## START Document extract
19. Hard Boiled Wonderland and the End of the World, by Haruki Murakami
I don't think I have ever gone back and forth more times while reading a book as to whether I liked it and wanted to keep it.
The first person narrator, a Calcutec or sort of human calculator by profession, is called in to do a job by an eccentric old inventor who has learned how to cancel out the sounds of specific things, only to become enmeshed in a spiral of increasingly surreal intrigue -- from the INKlings, subterranean creatures, from the Semiotecs who are the System's organized crime opposite numbers, and from a pair of freelance thugs.
Chapters are interspersed by the fairy-tale style narrative of a man, separated from his shadow, who lives at a town at the end of the world, reading dreams from sculls for a living, and surrounded by beasts who prove to be unicorns.
I liked the initial worldbuilding a great deal, though I found it frustrating how long we had to wait for the connection between the two threads to connect -- almost half the book. But when the connection came i found it satisfying and somewhat unexpected, though foreshadowing kept it from being a total twist. However as the hidden conspiracy aspects of the plot develop, we end up pulling away from the exterior world he's created -- that is clearly deliberate and plays into the books theme's, but i found it frustrating, since a big part of science fiction for me is wanting to see how the stimuli affect the alternate world.
## END Document extract
- [Requirement] Please rewrite the stretch of the book review from "19. Hard Boiled" through "to be unicorns.", switching "thugs" out for "hoodlums". Work only from the book review above.
## START Recorded data
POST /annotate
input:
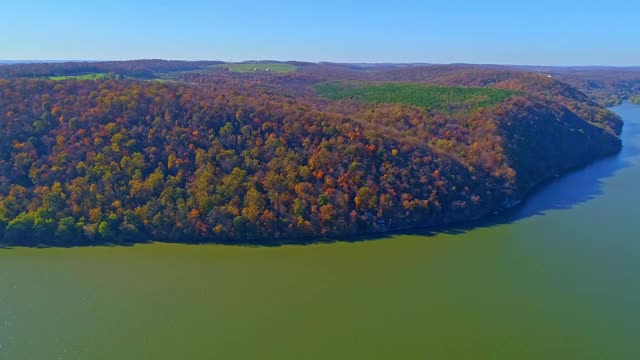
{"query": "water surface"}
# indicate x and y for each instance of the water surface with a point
(557, 279)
## END Recorded data
- [Correct output]
19. Hard Boiled Wonderland and the End of the World, by Haruki Murakami
I don't think I have ever gone back and forth more times while reading a book as to whether I liked it and wanted to keep it.
The first person narrator, a Calcutec or sort of human calculator by profession, is called in to do a job by an eccentric old inventor who has learned how to cancel out the sounds of specific things, only to become enmeshed in a spiral of increasingly surreal intrigue -- from the INKlings, subterranean creatures, from the Semiotecs who are the System's organized crime opposite numbers, and from a pair of freelance hoodlums.
Chapters are interspersed by the fairy-tale style narrative of a man, separated from his shadow, who lives at a town at the end of the world, reading dreams from sculls for a living, and surrounded by beasts who prove to be unicorns.